▶ PASSAGE TO READ:
--- --- ---

Cirne’s letter begins by acknowledging the strains employees face during the pandemic and the horrors conveyed through new awareness of systemic racism.

“As if that weren’t enough, things are also particularly difficult for our business at New Relic,” Cirne wrote. He quotes two stock analysts who have sell ratings on the company, one of whom groups New Relic among industry “laggards.”

“Reading reports like these feels like a punch in the gut,” Cirne wrote. “But it also inspires me – and hopefully all of you – to prove these doubters wrong.”

New Relic shook up its executive ranks during a downturn last year, replacing chief technology officer Jim Gochee, the company’s top Portland executive, and another senior leader. And earlier this week New Relic laid off “less than 20” engineering staff in a modest restructuring.

Employees describe declining morale and say last month’s memo and last week’s layoffs exacerbated the situation. Some workers first learned of their pending layoffs from email notifications that they were losing their access to their work accounts.

In a note to remaining employees, New Relic said it had intended to notify all laid-off workers individually “where the news could be communicated with the dignity and respect these employees deserve.” The company blamed the premature emails on an unspecified “internal systems” issue.

In his June memo, Cirne wrote that the company is preparing to launch a new product this summer, codenamed Hercules. He didn’t detail the product’s features but indicated it is key to New Relic’s revival. He said Hercules’ release will “begin the turnaround this company urgently needs.”

Like other large companies, New Relic has tweeted its support for the Black Lives Matter movement and pledged donations to support civil rights and the fight against racism.

--- --- ---

List, in order of appearance, every quoted passage that the passage on New Relic attributes to Cirne.

▶ DATASET EXCERPTS:
--- --- ---

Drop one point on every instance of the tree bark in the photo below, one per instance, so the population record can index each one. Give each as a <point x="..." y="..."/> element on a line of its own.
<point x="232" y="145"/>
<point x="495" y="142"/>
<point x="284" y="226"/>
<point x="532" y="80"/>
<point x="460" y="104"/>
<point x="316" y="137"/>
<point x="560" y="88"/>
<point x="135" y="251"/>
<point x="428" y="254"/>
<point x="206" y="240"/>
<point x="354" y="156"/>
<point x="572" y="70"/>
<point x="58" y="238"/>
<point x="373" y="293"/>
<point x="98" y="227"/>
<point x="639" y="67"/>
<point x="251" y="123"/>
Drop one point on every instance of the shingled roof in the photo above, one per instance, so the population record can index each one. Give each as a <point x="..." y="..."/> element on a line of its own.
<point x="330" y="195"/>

--- --- ---

▶ ANSWER BOX:
1. "As if that weren't enough, things are also particularly difficult for our business at New Relic,"
2. "Reading reports like these feels like a punch in the gut,"
3. "But it also inspires me – and hopefully all of you – to prove these doubters wrong."
4. "begin the turnaround this company urgently needs."